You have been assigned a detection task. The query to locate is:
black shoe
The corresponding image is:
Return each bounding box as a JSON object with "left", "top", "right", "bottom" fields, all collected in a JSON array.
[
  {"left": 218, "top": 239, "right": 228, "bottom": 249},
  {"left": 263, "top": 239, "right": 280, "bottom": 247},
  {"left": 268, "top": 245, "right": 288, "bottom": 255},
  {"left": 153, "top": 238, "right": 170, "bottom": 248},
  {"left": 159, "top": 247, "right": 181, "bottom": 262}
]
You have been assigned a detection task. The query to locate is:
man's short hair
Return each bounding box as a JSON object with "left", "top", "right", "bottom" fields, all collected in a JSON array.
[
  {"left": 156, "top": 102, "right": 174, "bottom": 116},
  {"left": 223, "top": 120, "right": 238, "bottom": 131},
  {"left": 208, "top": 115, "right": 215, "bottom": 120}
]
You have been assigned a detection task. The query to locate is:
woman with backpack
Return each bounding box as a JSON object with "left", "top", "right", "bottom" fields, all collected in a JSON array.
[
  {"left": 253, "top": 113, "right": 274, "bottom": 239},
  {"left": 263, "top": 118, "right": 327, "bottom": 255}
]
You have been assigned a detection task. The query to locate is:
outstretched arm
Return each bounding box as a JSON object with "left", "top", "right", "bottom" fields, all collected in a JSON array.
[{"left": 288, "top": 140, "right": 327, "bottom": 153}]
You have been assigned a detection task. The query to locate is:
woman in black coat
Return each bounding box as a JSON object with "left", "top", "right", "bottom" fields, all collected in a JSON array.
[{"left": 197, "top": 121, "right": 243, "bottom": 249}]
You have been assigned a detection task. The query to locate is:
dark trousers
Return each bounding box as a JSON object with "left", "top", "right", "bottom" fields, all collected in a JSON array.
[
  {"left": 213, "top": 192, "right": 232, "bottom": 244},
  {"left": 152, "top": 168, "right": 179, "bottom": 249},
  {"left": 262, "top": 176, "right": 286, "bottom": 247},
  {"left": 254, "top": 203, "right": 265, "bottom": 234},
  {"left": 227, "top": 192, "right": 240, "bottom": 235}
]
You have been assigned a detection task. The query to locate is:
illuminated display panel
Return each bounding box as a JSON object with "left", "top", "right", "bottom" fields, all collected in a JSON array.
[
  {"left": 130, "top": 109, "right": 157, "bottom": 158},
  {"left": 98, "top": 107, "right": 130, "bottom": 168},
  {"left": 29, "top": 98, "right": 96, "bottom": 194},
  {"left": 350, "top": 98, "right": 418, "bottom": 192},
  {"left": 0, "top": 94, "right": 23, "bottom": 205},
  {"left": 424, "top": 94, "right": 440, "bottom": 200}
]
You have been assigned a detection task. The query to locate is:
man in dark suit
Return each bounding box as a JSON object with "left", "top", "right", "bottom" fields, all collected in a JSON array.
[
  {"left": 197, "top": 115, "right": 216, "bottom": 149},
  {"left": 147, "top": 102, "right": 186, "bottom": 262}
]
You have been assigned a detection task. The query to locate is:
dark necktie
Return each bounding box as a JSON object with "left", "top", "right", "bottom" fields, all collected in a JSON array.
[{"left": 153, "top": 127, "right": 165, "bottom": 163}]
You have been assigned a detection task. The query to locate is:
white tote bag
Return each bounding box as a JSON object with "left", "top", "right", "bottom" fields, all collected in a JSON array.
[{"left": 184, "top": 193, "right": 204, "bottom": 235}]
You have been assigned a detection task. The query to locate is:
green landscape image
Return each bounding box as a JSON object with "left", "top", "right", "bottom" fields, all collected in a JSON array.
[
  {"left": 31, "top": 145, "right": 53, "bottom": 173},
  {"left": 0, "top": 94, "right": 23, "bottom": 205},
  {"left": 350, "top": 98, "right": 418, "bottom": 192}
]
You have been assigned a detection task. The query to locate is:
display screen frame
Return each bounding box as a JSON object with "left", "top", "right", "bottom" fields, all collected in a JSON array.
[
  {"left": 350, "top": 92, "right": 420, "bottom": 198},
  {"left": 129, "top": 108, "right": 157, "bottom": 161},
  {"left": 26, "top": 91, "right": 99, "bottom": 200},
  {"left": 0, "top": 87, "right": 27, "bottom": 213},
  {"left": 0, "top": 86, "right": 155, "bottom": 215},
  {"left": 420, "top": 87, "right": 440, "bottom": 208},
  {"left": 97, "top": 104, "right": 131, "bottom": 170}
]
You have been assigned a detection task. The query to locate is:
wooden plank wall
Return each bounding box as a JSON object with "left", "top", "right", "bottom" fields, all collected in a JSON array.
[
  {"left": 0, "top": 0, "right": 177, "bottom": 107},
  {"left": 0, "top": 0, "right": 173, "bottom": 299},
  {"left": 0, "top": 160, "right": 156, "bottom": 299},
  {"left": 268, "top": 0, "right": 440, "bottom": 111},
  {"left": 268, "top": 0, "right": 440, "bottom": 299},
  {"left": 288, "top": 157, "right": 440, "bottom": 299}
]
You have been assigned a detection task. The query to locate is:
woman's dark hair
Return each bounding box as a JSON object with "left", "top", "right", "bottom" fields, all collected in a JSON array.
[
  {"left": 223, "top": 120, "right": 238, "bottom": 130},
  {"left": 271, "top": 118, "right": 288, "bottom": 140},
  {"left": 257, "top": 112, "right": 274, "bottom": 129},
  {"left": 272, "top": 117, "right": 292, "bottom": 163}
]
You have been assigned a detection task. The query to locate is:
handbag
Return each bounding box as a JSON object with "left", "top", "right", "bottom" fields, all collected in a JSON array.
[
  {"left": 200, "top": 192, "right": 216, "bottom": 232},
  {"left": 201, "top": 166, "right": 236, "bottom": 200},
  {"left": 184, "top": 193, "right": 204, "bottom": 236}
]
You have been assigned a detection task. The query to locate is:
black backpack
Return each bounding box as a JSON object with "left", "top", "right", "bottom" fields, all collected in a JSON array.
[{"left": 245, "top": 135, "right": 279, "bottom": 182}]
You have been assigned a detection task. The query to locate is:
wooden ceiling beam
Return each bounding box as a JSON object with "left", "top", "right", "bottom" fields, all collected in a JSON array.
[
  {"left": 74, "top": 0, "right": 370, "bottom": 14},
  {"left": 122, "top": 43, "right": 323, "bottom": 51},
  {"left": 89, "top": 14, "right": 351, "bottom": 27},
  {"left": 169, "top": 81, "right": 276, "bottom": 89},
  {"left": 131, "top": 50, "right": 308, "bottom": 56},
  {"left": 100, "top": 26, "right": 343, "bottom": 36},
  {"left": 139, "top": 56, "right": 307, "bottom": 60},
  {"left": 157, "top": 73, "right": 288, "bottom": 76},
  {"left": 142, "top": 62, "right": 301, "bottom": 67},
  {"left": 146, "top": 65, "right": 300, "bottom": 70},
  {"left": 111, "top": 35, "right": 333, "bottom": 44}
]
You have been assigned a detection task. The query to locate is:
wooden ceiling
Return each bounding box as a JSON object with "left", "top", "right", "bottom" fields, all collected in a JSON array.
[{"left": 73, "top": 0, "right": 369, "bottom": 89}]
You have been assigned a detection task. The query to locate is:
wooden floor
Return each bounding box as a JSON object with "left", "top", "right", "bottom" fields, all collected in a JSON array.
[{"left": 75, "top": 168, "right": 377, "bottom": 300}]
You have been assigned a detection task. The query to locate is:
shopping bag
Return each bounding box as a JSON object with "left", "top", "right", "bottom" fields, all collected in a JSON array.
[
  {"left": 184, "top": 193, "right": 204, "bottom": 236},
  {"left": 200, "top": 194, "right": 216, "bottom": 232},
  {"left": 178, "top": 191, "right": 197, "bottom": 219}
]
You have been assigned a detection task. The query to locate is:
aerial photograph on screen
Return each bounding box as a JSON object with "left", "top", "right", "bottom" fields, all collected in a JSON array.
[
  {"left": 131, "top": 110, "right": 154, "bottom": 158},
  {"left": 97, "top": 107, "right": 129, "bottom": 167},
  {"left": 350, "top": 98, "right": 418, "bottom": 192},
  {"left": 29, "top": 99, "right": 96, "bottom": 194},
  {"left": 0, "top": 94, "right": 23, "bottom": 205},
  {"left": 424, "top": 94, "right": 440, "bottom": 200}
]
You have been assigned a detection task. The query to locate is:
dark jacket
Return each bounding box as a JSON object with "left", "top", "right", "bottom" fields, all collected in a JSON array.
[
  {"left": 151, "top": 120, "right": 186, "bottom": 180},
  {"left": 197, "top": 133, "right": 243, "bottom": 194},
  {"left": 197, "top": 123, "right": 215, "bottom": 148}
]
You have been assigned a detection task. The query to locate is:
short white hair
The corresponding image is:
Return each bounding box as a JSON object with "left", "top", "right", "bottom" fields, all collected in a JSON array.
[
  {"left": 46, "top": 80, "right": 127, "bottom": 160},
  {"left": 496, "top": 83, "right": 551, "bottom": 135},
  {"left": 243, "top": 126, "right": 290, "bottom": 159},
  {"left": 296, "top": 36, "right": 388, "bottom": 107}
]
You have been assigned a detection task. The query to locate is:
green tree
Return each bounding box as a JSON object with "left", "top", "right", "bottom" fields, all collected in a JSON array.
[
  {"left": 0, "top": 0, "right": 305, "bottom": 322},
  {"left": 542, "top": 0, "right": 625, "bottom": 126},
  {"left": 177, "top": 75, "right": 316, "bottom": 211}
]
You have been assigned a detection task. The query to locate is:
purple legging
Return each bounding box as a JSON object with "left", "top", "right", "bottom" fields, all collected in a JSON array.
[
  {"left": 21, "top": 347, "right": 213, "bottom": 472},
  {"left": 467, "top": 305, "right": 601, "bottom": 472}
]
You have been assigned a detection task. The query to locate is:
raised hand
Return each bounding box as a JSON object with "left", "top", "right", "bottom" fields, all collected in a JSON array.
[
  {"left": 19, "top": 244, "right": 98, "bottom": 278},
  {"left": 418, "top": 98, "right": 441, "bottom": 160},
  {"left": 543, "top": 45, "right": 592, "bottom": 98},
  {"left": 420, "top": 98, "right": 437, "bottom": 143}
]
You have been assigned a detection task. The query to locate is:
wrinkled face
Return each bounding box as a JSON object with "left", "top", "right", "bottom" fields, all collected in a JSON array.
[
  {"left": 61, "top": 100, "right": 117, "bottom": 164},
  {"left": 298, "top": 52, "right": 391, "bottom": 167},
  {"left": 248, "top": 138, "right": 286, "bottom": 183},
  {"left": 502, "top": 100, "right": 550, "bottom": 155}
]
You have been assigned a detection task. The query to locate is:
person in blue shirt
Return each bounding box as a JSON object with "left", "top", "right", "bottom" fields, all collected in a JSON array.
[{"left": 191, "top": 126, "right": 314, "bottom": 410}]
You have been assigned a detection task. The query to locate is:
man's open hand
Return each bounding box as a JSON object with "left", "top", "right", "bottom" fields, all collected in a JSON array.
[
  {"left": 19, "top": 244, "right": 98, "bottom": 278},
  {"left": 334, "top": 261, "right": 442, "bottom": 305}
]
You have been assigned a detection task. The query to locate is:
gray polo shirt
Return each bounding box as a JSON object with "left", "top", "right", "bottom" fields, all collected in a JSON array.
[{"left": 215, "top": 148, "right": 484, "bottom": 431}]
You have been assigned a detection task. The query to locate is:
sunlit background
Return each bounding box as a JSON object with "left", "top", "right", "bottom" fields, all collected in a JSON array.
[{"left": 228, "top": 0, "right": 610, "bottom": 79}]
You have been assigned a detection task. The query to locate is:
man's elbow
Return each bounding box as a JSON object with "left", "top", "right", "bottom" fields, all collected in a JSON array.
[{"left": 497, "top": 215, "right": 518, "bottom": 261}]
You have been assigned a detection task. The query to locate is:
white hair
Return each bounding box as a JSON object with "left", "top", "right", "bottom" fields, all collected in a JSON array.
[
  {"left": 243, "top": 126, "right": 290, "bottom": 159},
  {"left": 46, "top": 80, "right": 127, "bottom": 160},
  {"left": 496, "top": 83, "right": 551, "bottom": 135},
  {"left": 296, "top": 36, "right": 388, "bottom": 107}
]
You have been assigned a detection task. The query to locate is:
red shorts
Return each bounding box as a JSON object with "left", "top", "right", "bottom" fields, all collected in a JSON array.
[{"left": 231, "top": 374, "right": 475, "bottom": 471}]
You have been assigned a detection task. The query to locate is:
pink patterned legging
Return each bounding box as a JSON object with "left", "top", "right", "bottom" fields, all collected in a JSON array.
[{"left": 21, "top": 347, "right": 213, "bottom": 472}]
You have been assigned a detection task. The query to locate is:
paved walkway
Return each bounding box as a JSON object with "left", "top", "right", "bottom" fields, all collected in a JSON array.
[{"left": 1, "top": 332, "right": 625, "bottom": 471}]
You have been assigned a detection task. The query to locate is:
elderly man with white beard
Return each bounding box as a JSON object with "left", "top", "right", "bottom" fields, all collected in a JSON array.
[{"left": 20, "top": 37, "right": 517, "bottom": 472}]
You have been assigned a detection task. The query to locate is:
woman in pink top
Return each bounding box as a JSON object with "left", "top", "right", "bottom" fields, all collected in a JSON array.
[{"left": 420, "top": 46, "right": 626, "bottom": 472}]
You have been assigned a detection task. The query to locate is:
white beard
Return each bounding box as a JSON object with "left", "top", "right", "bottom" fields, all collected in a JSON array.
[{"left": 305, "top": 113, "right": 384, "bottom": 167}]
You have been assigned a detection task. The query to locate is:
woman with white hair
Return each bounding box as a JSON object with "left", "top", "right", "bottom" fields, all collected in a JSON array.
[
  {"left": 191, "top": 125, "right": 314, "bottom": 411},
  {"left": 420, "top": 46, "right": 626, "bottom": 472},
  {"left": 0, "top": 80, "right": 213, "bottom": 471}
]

_TASK GOAL_
Go through the entries and return each line where the word "white" occurs.

_REPLY_
white tote bag
short white hair
white hair
elderly man with white beard
white beard
woman with white hair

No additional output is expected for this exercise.